## What needs to be done
Please show every line in the entries below that includes the word "then".

Top of Material to process

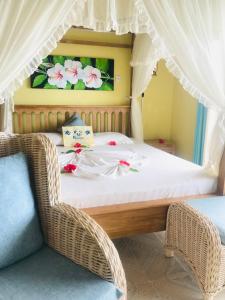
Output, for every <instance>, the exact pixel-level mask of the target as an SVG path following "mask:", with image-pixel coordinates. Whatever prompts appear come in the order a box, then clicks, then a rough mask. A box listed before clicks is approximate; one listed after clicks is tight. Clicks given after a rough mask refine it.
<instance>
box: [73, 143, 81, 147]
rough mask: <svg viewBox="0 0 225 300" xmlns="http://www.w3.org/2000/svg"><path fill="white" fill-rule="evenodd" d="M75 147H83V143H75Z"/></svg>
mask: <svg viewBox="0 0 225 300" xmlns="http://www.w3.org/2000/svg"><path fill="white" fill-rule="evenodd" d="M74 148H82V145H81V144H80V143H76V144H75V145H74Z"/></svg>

Bottom of Material to process
Top of Material to process

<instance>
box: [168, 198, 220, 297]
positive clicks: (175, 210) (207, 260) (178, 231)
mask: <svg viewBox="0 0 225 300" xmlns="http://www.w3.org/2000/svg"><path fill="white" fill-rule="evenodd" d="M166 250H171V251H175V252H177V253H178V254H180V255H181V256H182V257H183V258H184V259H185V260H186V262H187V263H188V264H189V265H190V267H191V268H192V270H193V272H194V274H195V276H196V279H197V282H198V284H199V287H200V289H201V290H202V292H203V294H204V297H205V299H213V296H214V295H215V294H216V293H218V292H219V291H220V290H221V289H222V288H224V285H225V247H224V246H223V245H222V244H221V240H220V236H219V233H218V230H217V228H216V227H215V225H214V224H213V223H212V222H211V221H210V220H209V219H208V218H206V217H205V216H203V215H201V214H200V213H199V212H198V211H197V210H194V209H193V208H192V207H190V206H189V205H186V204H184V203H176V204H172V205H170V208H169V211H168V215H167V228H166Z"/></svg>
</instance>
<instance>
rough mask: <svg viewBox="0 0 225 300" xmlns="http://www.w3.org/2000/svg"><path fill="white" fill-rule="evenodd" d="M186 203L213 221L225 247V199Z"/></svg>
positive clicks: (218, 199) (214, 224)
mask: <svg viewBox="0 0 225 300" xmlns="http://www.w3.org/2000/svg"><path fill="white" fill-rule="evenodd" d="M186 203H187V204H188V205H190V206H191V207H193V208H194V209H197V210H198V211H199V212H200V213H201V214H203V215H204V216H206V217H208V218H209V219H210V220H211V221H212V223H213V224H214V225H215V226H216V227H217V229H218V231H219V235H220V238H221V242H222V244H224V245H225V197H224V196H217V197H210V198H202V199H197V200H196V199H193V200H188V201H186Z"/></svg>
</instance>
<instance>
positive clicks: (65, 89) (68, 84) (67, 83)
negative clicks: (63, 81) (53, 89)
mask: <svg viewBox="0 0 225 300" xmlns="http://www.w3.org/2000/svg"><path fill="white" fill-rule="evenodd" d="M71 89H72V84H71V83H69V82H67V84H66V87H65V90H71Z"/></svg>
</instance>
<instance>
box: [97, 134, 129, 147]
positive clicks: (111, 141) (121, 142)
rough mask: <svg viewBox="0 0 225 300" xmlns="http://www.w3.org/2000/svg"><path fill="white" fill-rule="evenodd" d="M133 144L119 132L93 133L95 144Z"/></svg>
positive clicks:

Bottom of Material to process
Top of Material to process

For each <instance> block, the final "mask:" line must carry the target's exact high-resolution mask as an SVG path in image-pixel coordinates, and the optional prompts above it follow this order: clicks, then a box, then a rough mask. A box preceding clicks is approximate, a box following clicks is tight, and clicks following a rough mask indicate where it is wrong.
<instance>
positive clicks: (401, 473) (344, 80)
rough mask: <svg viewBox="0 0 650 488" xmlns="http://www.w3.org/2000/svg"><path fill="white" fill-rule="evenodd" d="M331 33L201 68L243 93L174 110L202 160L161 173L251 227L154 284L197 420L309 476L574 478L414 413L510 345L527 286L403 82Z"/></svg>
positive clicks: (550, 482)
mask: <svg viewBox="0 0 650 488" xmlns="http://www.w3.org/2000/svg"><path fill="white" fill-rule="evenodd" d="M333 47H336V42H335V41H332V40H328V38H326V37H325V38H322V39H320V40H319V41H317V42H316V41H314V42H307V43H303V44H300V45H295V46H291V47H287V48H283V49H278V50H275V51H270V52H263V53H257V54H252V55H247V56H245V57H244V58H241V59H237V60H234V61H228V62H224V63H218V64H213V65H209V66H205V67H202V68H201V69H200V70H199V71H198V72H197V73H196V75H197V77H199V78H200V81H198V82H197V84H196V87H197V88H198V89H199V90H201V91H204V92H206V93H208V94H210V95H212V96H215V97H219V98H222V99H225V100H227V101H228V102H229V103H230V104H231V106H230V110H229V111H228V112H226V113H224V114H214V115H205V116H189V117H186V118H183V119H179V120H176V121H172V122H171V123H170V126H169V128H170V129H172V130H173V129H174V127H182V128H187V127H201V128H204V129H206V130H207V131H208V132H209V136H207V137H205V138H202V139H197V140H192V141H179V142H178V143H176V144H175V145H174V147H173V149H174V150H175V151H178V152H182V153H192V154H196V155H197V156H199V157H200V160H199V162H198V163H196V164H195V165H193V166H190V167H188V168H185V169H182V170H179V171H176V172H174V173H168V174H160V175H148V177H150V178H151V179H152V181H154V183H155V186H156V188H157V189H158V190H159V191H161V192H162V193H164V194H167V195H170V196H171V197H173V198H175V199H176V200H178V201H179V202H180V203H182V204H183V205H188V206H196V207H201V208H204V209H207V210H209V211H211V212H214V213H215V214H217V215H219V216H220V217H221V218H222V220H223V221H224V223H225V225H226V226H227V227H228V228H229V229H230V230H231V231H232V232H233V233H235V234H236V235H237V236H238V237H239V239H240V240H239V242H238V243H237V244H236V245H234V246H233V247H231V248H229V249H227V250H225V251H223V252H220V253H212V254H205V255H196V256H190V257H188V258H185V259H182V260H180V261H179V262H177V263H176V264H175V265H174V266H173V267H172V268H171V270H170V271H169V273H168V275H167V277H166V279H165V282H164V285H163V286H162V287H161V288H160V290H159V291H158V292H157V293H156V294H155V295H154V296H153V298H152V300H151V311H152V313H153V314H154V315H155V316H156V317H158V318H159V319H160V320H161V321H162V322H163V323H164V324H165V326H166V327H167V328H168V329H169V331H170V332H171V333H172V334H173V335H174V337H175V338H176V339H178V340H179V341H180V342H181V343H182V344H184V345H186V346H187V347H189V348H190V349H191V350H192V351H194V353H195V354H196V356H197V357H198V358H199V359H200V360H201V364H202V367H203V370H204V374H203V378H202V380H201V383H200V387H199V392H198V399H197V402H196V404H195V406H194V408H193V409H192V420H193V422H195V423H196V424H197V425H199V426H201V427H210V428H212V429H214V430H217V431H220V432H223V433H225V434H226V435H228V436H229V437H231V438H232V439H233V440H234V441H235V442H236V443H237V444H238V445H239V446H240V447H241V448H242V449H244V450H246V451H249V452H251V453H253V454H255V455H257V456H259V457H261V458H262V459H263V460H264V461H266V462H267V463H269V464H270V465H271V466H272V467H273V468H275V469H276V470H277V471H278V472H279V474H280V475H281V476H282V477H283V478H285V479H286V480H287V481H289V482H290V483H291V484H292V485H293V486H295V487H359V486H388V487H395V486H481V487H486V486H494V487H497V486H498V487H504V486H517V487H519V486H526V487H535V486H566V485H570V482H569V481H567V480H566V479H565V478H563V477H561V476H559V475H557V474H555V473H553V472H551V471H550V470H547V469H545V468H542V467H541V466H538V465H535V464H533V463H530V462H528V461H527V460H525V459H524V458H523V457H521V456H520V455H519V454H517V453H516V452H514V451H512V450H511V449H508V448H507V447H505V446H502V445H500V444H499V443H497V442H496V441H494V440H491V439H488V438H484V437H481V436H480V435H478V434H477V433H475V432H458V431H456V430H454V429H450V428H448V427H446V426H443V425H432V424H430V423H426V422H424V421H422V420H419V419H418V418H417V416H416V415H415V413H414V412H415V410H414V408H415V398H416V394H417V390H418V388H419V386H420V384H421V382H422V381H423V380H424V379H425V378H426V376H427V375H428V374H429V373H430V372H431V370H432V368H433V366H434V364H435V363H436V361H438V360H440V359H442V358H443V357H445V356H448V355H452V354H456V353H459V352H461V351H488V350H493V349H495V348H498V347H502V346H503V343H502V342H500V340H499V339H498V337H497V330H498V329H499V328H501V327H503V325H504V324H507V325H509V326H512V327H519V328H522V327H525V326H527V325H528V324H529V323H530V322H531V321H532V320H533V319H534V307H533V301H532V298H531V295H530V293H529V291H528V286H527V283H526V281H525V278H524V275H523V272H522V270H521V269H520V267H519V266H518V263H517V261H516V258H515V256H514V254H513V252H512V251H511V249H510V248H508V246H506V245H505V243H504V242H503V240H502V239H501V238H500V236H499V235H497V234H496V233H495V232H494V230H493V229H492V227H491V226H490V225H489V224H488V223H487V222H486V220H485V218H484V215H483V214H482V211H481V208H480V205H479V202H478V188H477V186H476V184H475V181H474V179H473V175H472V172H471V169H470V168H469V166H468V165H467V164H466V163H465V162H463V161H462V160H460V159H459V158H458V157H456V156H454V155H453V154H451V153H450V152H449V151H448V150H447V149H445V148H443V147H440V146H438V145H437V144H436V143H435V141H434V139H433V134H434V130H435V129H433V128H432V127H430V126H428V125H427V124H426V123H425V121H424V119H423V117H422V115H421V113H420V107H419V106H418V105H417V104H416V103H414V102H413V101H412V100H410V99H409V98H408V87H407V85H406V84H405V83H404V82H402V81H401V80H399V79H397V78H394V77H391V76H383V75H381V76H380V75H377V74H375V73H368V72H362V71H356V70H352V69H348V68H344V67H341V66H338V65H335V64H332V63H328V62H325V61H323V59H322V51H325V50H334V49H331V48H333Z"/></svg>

Bottom of Material to process

## Answer box
Output, for every <instance>, the exact pixel-level mask of the target as an SVG path following "mask:", with image-pixel coordinates. Whatever prompts appear come in the order a box, then clicks, then a rough mask. A box listed before clicks is approximate; one listed after clicks is tight. Clicks given after a rough mask refine it.
For each <instance> block, the final "mask:" line must carry the target's exact high-resolution mask as an SVG path in image-pixel coordinates, and the optional prompts above it follow this order: clicks, then a box, then a rough mask. A box preceding clicks is approximate, a box following clicks is tight, and clicks following a rough mask indicate where it is wrong.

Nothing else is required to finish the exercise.